## Goal:
In the records below, find the line containing "the wristwatch in". Output it and every line after it to the end, unchanged, with no pictures.

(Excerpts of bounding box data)
════════

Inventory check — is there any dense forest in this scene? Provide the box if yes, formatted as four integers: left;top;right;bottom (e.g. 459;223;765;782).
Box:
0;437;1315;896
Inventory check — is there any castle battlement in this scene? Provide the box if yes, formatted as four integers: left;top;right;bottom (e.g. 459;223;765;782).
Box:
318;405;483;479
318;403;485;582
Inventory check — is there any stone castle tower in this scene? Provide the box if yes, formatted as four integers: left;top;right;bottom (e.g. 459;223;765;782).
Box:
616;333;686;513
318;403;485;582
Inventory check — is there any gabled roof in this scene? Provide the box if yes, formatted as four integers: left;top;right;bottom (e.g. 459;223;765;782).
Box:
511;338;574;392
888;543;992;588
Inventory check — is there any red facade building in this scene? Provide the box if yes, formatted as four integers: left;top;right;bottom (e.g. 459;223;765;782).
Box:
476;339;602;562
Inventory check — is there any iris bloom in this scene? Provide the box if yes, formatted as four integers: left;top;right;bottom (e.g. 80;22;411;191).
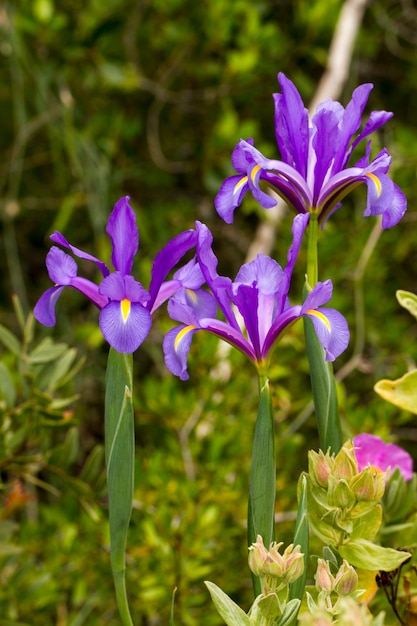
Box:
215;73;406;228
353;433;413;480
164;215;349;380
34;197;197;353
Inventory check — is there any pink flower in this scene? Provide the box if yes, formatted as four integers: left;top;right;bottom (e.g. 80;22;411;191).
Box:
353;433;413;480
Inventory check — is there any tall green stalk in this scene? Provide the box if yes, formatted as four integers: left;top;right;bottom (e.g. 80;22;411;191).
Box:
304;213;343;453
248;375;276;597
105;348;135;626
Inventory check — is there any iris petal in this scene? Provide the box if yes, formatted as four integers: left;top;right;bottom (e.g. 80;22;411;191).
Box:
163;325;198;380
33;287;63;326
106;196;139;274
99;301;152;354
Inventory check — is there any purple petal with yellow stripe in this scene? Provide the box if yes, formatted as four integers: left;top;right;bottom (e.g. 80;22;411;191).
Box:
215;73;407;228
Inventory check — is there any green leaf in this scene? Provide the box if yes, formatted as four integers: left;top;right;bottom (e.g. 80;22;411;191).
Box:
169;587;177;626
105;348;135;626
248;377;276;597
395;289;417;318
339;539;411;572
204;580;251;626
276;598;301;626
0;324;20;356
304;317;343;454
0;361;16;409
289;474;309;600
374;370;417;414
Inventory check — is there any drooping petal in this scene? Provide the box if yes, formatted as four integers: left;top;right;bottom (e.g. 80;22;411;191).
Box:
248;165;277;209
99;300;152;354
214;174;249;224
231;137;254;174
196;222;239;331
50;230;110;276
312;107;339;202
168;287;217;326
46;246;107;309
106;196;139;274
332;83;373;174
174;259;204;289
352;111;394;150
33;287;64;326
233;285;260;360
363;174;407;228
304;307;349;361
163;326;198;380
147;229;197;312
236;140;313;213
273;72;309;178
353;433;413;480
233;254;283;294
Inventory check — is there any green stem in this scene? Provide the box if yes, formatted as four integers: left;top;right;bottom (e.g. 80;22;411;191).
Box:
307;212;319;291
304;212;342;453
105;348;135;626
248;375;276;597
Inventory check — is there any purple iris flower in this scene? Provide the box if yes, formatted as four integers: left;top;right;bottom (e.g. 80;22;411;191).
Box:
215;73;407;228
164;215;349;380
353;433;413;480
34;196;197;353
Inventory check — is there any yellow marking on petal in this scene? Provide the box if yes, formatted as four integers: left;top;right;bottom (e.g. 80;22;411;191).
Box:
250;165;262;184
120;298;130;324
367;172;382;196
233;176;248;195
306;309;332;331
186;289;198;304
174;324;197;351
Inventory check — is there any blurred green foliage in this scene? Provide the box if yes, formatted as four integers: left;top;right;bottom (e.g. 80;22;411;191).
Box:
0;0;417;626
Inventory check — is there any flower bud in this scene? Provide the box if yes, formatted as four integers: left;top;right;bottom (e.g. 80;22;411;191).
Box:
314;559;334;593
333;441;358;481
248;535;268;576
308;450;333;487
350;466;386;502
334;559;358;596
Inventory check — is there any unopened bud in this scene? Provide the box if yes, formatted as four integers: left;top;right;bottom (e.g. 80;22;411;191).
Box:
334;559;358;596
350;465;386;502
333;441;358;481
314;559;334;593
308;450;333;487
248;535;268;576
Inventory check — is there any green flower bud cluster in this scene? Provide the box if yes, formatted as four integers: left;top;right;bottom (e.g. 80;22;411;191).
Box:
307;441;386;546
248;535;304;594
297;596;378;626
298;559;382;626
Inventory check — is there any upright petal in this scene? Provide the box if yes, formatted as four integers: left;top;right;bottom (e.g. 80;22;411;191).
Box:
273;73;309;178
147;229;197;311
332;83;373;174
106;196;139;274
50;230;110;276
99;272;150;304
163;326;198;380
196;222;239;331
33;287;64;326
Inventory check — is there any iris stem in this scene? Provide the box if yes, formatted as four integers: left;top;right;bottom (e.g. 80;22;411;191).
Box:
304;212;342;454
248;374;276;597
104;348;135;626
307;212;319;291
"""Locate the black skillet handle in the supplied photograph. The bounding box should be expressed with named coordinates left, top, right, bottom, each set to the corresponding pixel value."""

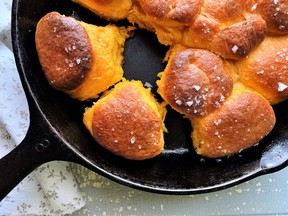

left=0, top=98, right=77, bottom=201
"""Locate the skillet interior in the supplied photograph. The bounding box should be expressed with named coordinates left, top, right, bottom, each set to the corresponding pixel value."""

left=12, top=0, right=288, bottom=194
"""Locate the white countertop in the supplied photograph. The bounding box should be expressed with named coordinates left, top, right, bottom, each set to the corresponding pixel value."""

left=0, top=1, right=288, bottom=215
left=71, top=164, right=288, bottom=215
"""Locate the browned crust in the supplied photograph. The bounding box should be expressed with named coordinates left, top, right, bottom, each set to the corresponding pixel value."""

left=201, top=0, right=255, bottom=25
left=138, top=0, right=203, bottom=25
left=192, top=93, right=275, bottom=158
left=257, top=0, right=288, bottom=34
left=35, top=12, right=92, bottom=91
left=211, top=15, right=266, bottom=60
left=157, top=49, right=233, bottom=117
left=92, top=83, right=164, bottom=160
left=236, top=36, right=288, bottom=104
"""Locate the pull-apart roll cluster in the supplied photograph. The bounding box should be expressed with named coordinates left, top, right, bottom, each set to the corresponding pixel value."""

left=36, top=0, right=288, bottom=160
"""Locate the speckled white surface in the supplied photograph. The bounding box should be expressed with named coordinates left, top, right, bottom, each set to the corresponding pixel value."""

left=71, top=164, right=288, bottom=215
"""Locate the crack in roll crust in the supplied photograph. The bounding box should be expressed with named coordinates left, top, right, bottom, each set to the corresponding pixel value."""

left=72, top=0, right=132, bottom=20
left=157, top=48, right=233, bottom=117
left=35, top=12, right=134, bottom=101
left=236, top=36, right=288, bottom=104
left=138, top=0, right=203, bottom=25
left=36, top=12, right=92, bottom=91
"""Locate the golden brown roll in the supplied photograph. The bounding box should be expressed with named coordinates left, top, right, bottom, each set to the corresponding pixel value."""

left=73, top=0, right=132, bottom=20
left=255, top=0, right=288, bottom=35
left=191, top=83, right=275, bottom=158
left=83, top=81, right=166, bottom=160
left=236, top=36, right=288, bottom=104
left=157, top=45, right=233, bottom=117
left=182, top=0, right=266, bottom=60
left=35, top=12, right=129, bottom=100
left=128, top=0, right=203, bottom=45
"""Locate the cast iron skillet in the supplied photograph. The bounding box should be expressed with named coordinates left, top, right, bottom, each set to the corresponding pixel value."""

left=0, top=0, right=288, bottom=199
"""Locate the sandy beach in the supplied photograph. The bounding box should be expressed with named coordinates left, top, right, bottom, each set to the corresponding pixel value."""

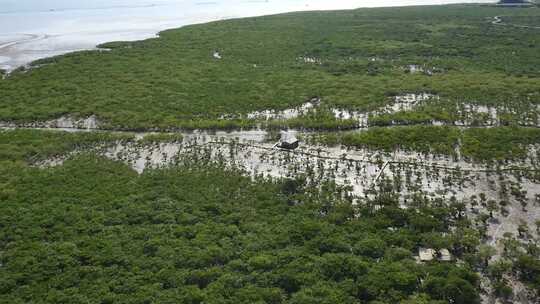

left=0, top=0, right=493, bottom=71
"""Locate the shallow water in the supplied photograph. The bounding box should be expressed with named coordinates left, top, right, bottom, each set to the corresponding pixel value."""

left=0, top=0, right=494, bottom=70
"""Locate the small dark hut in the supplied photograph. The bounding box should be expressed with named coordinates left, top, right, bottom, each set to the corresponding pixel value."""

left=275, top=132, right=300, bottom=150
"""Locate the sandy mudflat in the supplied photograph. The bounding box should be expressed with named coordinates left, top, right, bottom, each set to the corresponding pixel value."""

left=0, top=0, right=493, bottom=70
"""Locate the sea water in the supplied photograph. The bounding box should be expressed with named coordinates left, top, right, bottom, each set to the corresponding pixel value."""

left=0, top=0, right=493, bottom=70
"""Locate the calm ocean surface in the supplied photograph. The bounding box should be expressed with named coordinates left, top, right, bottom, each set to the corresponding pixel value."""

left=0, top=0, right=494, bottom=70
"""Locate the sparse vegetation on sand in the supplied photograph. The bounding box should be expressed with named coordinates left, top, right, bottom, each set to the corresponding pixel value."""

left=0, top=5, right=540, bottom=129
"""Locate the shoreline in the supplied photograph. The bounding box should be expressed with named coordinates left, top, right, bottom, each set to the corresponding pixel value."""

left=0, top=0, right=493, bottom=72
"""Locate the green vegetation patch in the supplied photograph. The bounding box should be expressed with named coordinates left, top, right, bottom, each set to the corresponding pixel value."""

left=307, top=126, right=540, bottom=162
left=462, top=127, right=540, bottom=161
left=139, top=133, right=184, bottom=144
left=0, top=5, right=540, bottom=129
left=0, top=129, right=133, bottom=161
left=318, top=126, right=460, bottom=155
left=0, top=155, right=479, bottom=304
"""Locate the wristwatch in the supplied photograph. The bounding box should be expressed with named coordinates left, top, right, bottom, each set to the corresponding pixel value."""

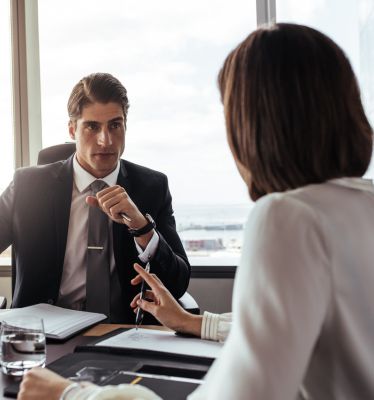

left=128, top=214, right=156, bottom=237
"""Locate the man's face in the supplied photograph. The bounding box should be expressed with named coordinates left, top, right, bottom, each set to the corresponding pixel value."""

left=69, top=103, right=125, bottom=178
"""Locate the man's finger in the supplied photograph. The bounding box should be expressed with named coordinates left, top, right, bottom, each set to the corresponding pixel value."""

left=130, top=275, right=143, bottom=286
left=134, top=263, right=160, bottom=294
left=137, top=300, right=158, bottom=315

════════

## Solution for this exercise:
"""Locate the wristwatch in the supplied photograph. The bounding box should be expressed with named coordinates left, top, right, bottom, each set to the corresponding pixel value."""


left=128, top=214, right=156, bottom=237
"""Locate the man's face in the supplied photograph. The bounding box should be expressed with named coordinates left, top, right, bottom, each set to the corresponding pixel value."""

left=69, top=103, right=125, bottom=178
"""Locate the man's finger in the supplied photograph. The bounding box should be expressed with named coordinates left, top, right, bottom, each set to the corresponding pixel value."""

left=130, top=275, right=143, bottom=286
left=134, top=263, right=160, bottom=294
left=137, top=300, right=158, bottom=315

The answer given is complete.